## Task details:
Answer from the text on the Australian cricket selections:
(a) Who oversaw the choosing of the Hobart team?
(b) Which new player is called the horses for courses pick?
(c) In which city does stung pride need to draw an Australian response?

## Excerpted text:
****************
We now know that the numbers have come up for nigh on half the Hobart team, and the man who oversaw its choosing, Rod Marsh. If anything, the hasty response to Hobart has only exemplified the confusion now endemic. Trevor Hohns appears to be the predictable return-to-golden-age selector pick. But Greg Chappell stands accused by many of being one of the chief mad scientists, guilty for the Shield’s near-death. Together, they would hardly seem to represent a united philosophy.
This division is reflected in the new chums chosen. Handscomb and Renshaw represent the promised reward for performance (though Alex Doolan must be wondering what he had to do). Maddinson would appear to spring from the Chappell school of Chosen Ones. Sayers is the horses for courses pick. Wade appears to be a return to that hoary old theory that Australian teams can’t succeed without a set quota of mongrel (sorry, we call it ‘toughness’ in public). He may provide on-field yap, but one wonders what his up-to-the-stumps keeping will do for Nathan Lyon’s current travails.
As a new start, this looks more like a patch job. Which isn’t to say they can’t succeed, at least in the short term. None of these players are without talent. And the abject Aussie change room was crying out for a cleansing gust of new air. If stung pride can’t draw an Australian response in Adelaide, we really are in trouble.
****************
Data excerpts:

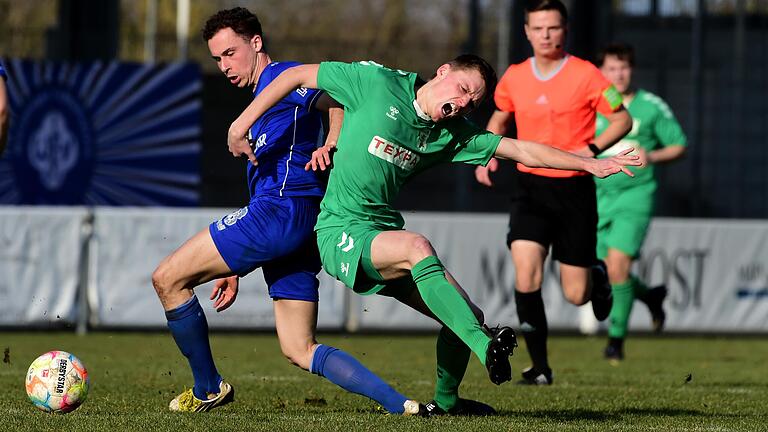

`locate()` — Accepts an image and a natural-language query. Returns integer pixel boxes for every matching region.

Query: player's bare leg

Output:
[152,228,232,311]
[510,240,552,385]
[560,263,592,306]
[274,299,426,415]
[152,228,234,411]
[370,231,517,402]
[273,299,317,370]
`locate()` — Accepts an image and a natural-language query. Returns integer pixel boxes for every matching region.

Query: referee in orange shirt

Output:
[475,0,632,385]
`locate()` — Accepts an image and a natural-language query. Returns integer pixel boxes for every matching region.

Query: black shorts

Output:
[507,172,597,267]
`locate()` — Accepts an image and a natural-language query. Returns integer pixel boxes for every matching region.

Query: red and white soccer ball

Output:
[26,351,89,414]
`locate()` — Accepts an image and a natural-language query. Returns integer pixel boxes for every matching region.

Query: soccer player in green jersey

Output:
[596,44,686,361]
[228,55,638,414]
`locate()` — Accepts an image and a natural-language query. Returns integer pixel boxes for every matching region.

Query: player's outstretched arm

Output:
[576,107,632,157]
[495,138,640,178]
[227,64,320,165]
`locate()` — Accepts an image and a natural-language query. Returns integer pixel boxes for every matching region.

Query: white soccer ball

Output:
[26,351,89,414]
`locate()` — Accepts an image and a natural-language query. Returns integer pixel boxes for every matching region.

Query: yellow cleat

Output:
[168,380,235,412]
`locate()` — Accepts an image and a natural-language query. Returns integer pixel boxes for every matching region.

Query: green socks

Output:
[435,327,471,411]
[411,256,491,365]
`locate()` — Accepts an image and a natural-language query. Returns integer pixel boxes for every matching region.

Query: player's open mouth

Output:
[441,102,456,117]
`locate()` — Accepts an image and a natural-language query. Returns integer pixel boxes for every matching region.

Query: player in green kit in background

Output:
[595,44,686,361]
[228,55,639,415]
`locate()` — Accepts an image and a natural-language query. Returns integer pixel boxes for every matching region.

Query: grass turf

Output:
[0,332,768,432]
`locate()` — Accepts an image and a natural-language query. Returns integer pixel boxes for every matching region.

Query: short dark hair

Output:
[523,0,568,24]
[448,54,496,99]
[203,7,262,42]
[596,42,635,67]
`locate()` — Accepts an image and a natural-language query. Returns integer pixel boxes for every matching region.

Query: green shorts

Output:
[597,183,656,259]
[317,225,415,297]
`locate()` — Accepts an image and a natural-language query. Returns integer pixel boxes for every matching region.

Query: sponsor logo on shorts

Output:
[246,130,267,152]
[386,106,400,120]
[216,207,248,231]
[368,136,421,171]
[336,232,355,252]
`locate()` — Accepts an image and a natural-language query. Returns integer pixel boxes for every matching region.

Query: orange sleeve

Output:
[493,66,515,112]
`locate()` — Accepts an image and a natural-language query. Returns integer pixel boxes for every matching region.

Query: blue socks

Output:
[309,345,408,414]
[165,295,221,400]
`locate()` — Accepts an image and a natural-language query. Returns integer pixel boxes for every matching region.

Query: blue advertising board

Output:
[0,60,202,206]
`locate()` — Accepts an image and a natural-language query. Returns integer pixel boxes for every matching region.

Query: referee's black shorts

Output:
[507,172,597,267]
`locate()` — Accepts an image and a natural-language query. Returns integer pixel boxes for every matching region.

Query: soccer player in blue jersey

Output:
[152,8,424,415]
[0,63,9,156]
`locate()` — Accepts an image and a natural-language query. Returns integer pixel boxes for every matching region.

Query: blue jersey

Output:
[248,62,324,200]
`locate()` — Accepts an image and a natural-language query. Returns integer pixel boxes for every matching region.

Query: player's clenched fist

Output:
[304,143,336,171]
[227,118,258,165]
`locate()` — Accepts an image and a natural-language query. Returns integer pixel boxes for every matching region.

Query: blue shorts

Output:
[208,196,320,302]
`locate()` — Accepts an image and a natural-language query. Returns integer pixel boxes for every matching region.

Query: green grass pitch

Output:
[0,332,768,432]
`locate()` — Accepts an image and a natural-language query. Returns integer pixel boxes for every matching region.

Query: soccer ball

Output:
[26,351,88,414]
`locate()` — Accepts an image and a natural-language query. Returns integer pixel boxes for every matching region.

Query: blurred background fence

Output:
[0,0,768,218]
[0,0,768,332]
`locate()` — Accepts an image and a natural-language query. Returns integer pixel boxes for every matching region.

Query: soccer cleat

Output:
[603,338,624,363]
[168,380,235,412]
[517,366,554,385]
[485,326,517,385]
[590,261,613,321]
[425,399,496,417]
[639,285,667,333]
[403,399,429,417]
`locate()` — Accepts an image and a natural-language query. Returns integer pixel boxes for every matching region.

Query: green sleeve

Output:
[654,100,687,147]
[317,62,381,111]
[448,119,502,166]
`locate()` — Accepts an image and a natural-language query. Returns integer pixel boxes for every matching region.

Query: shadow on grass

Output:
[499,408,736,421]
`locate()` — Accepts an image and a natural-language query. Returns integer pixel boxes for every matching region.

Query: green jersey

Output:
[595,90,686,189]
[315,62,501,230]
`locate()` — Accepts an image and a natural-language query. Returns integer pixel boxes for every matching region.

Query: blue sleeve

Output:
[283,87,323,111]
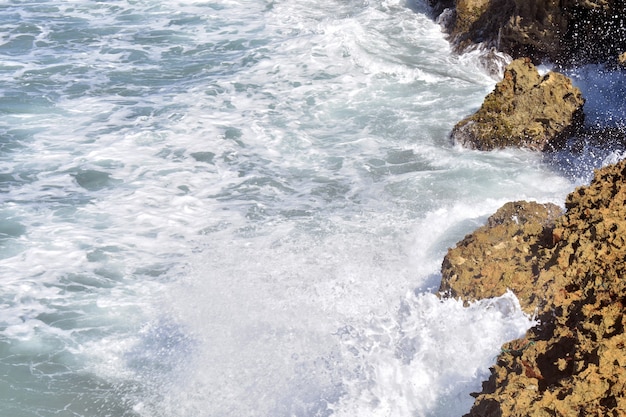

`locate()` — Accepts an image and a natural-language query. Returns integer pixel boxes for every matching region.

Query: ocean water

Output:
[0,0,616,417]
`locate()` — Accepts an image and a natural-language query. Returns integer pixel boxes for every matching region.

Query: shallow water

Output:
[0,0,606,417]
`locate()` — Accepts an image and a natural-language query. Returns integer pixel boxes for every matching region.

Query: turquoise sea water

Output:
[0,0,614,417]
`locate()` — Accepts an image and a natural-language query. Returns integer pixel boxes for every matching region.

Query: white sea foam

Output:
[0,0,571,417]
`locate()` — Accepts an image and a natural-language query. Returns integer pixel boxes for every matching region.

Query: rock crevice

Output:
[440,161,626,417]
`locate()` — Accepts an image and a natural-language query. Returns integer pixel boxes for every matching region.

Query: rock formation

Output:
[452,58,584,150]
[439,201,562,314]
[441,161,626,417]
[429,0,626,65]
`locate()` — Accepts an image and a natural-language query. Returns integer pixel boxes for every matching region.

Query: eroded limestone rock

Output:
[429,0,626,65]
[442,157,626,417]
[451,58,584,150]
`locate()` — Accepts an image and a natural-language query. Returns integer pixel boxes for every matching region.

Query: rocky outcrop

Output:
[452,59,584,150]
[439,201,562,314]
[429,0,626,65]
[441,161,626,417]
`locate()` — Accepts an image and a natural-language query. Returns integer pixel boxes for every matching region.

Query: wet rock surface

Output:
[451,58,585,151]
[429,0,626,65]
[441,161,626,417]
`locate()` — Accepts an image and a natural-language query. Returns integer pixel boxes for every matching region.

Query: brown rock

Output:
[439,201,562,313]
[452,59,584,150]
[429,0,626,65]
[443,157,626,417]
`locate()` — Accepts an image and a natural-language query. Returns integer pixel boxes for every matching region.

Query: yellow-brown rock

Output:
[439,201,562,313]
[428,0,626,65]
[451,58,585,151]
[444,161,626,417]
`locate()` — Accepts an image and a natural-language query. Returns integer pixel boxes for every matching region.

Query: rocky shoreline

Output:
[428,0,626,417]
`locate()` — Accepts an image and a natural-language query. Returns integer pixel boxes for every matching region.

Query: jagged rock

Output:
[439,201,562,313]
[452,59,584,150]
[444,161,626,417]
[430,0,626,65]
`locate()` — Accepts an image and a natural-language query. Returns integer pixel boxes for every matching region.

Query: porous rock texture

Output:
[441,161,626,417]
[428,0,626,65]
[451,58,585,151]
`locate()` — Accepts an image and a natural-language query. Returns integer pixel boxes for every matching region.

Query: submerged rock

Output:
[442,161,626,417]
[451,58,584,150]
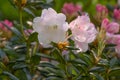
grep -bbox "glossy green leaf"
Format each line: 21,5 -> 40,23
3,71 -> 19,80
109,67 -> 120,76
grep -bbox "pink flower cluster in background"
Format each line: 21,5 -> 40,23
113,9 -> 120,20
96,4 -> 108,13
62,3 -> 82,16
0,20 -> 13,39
****************
## Finished exercise:
(a) Rod Marsh
(b) Sayers
(c) Adelaide